--- start Given text ---
An identification scheme has unique responses if for all \(W\) and \(c\) there exists at most one \(Z\) to make the verifier accept, i.e., \({\mathsf {V}}( pk ,W,c,Z)=1\). We relax this property to computational unique response (\({\mathsf {CUR}}\)) for which we require it to be computationally difficult to come up with \((W, c,Z,Z')\) with \({\mathsf {V}}( pk ,W,c,Z)={\mathsf {V}}( pk ,W,c,Z')=1\) and \(Z' \ne Z\).
--- end Given text ---
Exercise description:
Please output the entire passage on unique responses in identification schemes word for word. The lines have nothing to do with the passage on unique responses.
--- start Data section ---
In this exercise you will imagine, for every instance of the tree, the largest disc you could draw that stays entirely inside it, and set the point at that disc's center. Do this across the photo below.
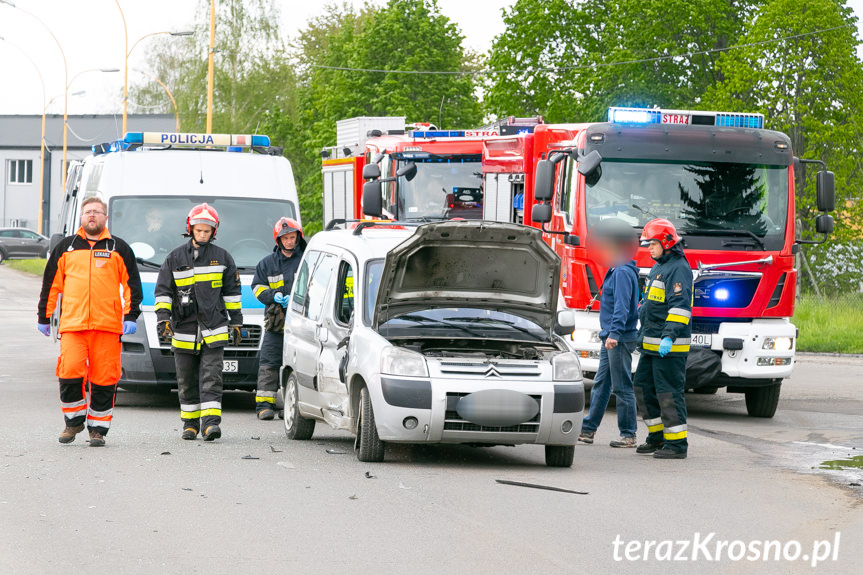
(605, 53)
--- end Data section ---
Completed task:
An identification scheme has unique responses if for all \(W\) and \(c\) there exists at most one \(Z\) to make the verifier accept, i.e., \({\mathsf {V}}( pk ,W,c,Z)=1\). We relax this property to computational unique response (\({\mathsf {CUR}}\)) for which we require it to be computationally difficult to come up with \((W, c,Z,Z')\) with \({\mathsf {V}}( pk ,W,c,Z)={\mathsf {V}}( pk ,W,c,Z')=1\) and \(Z' \ne Z\).